Start of Exercise data
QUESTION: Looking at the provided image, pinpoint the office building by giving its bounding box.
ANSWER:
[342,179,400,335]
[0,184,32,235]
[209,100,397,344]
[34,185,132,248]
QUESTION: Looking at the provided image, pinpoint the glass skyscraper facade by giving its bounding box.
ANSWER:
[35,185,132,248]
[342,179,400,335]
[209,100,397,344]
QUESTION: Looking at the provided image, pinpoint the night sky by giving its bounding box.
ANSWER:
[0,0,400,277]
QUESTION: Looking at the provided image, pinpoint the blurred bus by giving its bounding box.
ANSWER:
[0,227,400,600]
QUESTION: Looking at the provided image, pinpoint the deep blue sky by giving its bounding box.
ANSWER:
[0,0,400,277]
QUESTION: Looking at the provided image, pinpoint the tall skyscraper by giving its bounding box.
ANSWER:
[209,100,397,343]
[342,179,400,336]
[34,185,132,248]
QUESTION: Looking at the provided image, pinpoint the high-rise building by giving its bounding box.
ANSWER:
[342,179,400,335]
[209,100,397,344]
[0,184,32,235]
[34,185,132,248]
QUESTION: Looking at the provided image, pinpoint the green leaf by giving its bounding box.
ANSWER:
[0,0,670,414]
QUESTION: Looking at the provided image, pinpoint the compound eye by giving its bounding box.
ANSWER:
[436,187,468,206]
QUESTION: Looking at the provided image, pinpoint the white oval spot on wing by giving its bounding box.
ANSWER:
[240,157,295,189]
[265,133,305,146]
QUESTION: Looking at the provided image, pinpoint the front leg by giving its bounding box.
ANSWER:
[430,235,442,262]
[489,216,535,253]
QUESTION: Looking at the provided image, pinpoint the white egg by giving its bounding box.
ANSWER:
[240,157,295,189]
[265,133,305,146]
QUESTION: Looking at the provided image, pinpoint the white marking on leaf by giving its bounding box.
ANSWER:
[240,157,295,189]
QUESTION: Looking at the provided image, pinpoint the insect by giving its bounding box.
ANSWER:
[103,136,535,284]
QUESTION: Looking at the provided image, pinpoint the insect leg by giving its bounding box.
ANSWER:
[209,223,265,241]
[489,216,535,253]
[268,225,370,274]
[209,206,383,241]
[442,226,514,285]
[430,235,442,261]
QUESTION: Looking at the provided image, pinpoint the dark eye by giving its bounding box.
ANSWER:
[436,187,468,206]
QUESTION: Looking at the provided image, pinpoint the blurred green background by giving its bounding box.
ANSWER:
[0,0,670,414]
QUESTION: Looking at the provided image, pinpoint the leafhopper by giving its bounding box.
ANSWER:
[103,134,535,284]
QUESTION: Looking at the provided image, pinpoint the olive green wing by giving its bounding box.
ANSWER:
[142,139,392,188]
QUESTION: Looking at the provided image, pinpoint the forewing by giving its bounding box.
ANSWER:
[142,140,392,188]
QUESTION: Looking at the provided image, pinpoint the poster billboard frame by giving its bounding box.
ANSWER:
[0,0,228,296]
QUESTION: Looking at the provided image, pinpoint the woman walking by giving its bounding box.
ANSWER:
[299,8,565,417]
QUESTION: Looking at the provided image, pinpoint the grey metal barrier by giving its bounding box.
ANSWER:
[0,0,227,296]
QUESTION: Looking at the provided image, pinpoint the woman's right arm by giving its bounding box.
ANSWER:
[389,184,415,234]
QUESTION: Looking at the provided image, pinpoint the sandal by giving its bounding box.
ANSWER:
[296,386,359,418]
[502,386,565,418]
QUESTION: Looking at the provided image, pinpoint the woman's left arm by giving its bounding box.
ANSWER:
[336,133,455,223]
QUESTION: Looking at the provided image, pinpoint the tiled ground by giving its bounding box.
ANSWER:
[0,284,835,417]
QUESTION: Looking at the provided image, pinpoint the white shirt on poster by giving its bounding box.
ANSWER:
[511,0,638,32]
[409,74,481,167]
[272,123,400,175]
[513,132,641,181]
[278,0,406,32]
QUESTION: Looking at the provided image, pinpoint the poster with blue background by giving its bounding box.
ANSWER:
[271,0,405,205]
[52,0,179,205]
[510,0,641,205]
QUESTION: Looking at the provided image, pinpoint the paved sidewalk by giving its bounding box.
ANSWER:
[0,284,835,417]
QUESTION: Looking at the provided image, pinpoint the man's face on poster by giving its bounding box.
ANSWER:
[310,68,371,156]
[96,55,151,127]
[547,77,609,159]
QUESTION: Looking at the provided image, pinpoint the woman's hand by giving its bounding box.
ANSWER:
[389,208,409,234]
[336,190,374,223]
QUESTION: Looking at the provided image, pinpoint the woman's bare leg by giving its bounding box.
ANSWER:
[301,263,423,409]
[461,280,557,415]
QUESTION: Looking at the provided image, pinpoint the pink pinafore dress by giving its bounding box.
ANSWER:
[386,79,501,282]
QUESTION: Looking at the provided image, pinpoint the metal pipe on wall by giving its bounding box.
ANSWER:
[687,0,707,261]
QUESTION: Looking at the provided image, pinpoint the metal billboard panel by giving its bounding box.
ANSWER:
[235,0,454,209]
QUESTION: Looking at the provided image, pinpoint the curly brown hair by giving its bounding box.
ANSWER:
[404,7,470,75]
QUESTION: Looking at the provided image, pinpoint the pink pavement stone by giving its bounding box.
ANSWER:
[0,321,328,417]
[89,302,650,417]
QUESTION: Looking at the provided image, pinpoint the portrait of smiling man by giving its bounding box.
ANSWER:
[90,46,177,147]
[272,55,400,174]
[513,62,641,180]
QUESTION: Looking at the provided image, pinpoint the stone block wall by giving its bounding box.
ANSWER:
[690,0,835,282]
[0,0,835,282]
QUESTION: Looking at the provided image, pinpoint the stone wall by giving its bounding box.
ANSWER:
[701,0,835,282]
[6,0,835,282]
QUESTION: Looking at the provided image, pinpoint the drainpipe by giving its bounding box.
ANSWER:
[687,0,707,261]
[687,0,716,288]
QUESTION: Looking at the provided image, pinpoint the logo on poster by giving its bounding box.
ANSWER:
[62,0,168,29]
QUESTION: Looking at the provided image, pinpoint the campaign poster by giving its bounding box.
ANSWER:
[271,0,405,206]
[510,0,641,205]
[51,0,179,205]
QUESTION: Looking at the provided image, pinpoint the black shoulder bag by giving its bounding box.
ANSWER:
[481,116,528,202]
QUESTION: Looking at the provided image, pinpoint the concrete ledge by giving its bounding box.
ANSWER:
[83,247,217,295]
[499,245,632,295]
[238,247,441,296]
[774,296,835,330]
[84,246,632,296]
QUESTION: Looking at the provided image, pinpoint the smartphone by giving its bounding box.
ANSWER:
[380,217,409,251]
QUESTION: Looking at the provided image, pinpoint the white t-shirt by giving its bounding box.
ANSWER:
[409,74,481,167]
End of Exercise data
_Task to complete_.
Render all of the material above as a numbered list, leaving out any blank lines.

_Worked answer_.
1. QUESTION: Looking at the provided image, pinpoint the office building by giving its bounding box.
2. ANSWER:
3. [342,179,400,335]
4. [0,184,32,235]
5. [209,100,397,344]
6. [34,185,132,248]
7. QUESTION: Looking at the provided image, pinpoint the glass skyscraper facade by giving its bounding box.
8. ANSWER:
9. [35,185,132,248]
10. [342,179,400,335]
11. [209,100,397,344]
12. QUESTION: Looking at the provided image, pinpoint the night sky by giving its bounding box.
13. ANSWER:
14. [0,0,400,277]
15. QUESTION: Looking at the provided image, pinpoint the blurred bus by giving its bounding box.
16. ANSWER:
17. [0,227,400,600]
18. QUESTION: Looking at the provided image, pinpoint the deep blue sky by giving its bounding box.
19. ANSWER:
20. [0,0,400,277]
21. QUESTION: Looking at the provided image, pinpoint the tall skyscraper by giving its bounding box.
22. ANSWER:
23. [209,100,397,343]
24. [342,179,400,336]
25. [34,185,132,248]
26. QUESTION: Looking at the provided image, pinpoint the high-rise building by giving its bounding box.
27. ANSWER:
28. [342,179,400,335]
29. [209,100,397,344]
30. [0,184,32,235]
31. [34,185,132,248]
32. QUESTION: Looking at the provided image, pinpoint the green leaf by giving its bounding box.
33. ANSWER:
34. [0,0,670,414]
35. QUESTION: Looking at the provided image, pinpoint the compound eye by giving its bounding box.
36. ANSWER:
37. [436,187,468,206]
38. QUESTION: Looking at the provided image, pinpoint the white oval spot on wing by giving its bounding box.
39. ANSWER:
40. [240,157,295,189]
41. [265,133,305,146]
42. QUESTION: Looking at the provided image, pinpoint the front leg by giving its bounding box.
43. ANSWER:
44. [430,235,442,262]
45. [489,216,535,253]
46. QUESTION: Looking at the provided image, pinpoint the white egg by giving its bounding box.
47. ANSWER:
48. [240,157,295,189]
49. [265,133,305,146]
50. QUESTION: Looking at the provided image, pinpoint the white marking on leaf by giving its bounding box.
51. ANSWER:
52. [240,157,295,189]
53. QUESTION: Looking at the provided image, pinpoint the insect by giving its bounding box.
54. ANSWER:
55. [103,136,535,284]
56. QUESTION: Looking at the provided image, pinpoint the insect leg by giving its bounding box.
57. ANSWER:
58. [209,223,265,241]
59. [489,216,535,253]
60. [268,225,370,274]
61. [209,206,383,241]
62. [442,226,514,285]
63. [430,235,442,261]
64. QUESTION: Looking at the provided image, pinpoint the dark eye by giving its bounding box.
65. ANSWER:
66. [436,187,468,206]
67. QUESTION: Looking at the provided image, pinpoint the blurred green background by giving its bounding box.
68. ANSWER:
69. [0,0,670,414]
70. QUESTION: Looking at the provided image, pinpoint the leafhopper by giving its bounding box.
71. ANSWER:
72. [103,134,535,284]
73. QUESTION: Looking at the provided image, pinpoint the olive green wing by giving its bounding box.
74. ANSWER:
75. [142,139,392,188]
76. QUESTION: Looking at the provided image, pinpoint the forewing by giving its bounding box.
77. ANSWER:
78. [142,140,392,188]
79. QUESTION: Looking at the provided image, pinpoint the poster billboard frame by giving its bounding box.
80. ANSWER:
81. [0,0,228,296]
82. QUESTION: Looking at the provided image, pinpoint the woman walking by giving its bounding box.
83. ANSWER:
84. [299,8,565,417]
85. QUESTION: Looking at the provided image, pinpoint the grey metal barrier by giving its bounding box.
86. ANSWER:
87. [0,0,227,296]
88. QUESTION: Looking at the provided image, pinpoint the woman's right arm by giving its bounding box.
89. ANSWER:
90. [389,184,415,234]
91. QUESTION: Looking at the provided image, pinpoint the sandal by giving its bounding box.
92. ANSWER:
93. [296,386,359,418]
94. [502,386,565,418]
95. QUESTION: Looking at the provided image, pinpoint the woman's left arm by giving its bounding box.
96. ANSWER:
97. [336,133,455,223]
98. QUESTION: Looking at the provided image, pinpoint the tiled ground by giving its bounding box.
99. ANSWER:
100. [0,284,835,417]
101. QUESTION: Looking at the provided image, pinpoint the white shirt on poster by giving its bounding box.
102. ANSWER:
103. [511,0,638,32]
104. [409,74,481,167]
105. [272,123,400,175]
106. [513,132,641,181]
107. [278,0,406,32]
108. QUESTION: Looking at the provided image, pinpoint the poster with blue background by giving its bounding box.
109. ANSWER:
110. [271,0,405,205]
111. [52,0,179,205]
112. [510,0,641,205]
113. QUESTION: Looking at the provided image, pinpoint the paved sidewalk by giving its bounding box.
114. ANSWER:
115. [0,284,835,417]
116. QUESTION: Looking at the provided image, pinpoint the man's face on poster by giving its bounding box.
117. ANSWER:
118. [310,68,371,156]
119. [96,55,151,127]
120. [547,77,609,159]
121. QUESTION: Looking at the provided image, pinpoint the woman's hand by giving its bounding box.
122. ANSWER:
123. [389,208,409,234]
124. [336,190,374,223]
125. QUESTION: Looking at the provided image, pinpoint the woman's bare leg by giving its bounding box.
126. ANSWER:
127. [301,263,423,409]
128. [461,280,557,415]
129. QUESTION: Looking at the provided image, pinpoint the pink pinafore dress by giving its bounding box.
130. ANSWER:
131. [386,79,501,282]
132. QUESTION: Looking at the provided image, pinpoint the metal pipe on wall by giving its bounding box.
133. ANSWER:
134. [687,0,707,261]
135. QUESTION: Looking at the provided image, pinpoint the metal billboard panel by giving its bounding box.
136. ANSWER:
137. [235,0,454,209]
138. QUESTION: Looking at the provided image, pinpoint the curly brown hair by giving its bounding box.
139. ANSWER:
140. [404,7,470,75]
141. QUESTION: Looking at the provided image, pinpoint the pink pavement stone by giving its bounding box.
142. ANSWER:
143. [0,321,328,417]
144. [89,302,650,417]
145. QUESTION: Looking at the provided image, pinpoint the portrait of smiling man by giving its bounding box.
146. ANSWER:
147. [90,46,177,147]
148. [272,55,400,174]
149. [513,62,641,180]
150. QUESTION: Looking at the provided image, pinpoint the stone block wall by giving its bounding box.
151. ANSWER:
152. [690,0,835,282]
153. [0,0,835,282]
154. QUESTION: Looking at the provided image, pinpoint the stone wall by giving its bounding box.
155. ANSWER:
156. [701,0,835,282]
157. [6,0,835,282]
158. QUESTION: Looking at the provided image, pinpoint the drainpipe by giving its bounding box.
159. ANSWER:
160. [687,0,707,261]
161. [687,0,716,288]
162. QUESTION: Looking at the provided image, pinpoint the logo on poster by giving its bounding box.
163. ANSWER:
164. [62,0,168,29]
165. QUESTION: Looking at the provided image, pinpoint the campaign poster by giving its bounding box.
166. ANSWER:
167. [271,0,405,206]
168. [510,0,641,205]
169. [51,0,179,205]
170. QUESTION: Looking at the provided image, pinpoint the black shoulder bag by giving its bounding box.
171. ANSWER:
172. [481,116,528,202]
173. QUESTION: Looking at the provided image, pinpoint the concrete ledge by giving its bounding box.
174. ANSWER:
175. [83,247,217,295]
176. [499,245,632,295]
177. [238,247,441,296]
178. [774,296,835,330]
179. [84,246,632,296]
180. QUESTION: Looking at the provided image, pinpoint the smartphone by giving its bounding box.
181. ANSWER:
182. [380,217,409,251]
183. QUESTION: Looking at the provided image, pinpoint the white t-shirt by giving its bounding box.
184. ANSWER:
185. [409,74,481,167]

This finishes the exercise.